■ **Material for the task**:
** BEGIN **

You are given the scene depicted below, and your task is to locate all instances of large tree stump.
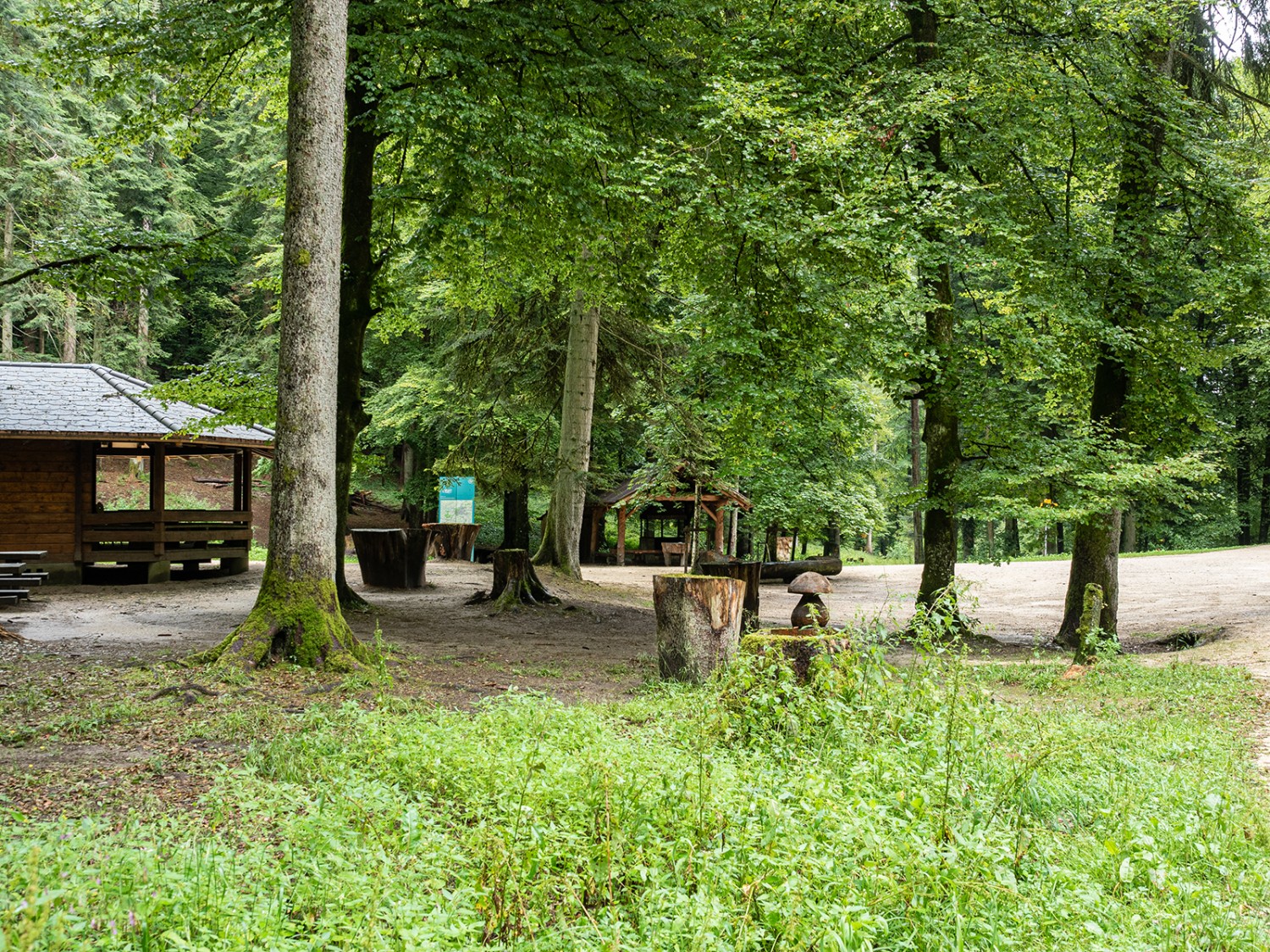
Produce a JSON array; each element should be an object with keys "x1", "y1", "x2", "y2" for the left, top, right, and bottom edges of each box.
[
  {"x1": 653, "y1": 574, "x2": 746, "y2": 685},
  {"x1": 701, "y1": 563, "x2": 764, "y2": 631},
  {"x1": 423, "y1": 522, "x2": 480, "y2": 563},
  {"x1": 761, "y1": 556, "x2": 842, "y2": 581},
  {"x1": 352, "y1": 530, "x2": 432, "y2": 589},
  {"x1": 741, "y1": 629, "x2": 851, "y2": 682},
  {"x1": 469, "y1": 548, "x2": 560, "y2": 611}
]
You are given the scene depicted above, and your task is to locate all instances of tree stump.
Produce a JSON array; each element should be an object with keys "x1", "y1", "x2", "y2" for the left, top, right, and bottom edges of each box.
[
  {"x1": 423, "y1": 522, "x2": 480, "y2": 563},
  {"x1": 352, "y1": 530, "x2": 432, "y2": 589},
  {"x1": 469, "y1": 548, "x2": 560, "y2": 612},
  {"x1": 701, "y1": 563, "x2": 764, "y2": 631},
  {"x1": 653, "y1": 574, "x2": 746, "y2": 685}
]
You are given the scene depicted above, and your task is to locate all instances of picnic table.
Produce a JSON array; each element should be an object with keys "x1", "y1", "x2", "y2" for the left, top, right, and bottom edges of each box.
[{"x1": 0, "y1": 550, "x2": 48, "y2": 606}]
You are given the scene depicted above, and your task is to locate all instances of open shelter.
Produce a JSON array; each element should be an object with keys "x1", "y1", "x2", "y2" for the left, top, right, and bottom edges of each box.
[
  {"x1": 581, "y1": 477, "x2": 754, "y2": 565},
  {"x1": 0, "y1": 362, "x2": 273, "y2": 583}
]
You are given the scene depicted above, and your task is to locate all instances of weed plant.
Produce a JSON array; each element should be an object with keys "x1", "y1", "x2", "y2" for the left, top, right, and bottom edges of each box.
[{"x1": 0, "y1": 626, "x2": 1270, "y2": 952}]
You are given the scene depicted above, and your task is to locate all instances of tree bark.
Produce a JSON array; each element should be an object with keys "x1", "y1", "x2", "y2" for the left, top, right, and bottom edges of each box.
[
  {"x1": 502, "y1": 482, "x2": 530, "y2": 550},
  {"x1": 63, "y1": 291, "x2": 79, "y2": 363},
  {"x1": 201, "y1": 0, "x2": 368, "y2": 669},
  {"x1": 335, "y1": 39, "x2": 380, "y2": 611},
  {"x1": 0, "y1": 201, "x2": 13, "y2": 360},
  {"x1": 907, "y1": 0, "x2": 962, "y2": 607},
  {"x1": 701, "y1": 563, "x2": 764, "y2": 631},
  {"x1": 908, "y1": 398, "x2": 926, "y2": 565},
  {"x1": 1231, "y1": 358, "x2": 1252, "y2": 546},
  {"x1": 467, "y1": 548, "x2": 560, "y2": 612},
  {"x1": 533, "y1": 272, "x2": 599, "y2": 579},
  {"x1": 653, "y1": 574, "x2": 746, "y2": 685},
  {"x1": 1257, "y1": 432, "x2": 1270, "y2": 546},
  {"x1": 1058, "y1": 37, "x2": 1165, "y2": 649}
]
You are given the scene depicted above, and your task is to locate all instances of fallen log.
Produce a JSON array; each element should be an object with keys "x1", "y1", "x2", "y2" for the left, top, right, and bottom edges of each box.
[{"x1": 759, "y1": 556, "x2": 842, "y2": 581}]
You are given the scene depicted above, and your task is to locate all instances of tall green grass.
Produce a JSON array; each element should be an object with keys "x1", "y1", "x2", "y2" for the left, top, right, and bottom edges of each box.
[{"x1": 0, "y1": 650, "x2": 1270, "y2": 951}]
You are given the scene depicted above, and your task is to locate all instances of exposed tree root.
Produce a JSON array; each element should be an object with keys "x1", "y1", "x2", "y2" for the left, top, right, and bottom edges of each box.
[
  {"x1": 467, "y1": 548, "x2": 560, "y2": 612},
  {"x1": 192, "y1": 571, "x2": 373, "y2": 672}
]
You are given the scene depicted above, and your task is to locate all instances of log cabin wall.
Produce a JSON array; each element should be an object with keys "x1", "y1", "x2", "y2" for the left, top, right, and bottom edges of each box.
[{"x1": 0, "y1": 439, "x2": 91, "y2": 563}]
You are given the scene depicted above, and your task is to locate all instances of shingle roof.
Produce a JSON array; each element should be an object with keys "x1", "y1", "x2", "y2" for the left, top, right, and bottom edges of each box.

** END **

■ **Exercise**:
Count the lines above that contain the word "tree" and reply with only the number.

■ **The completed task**:
4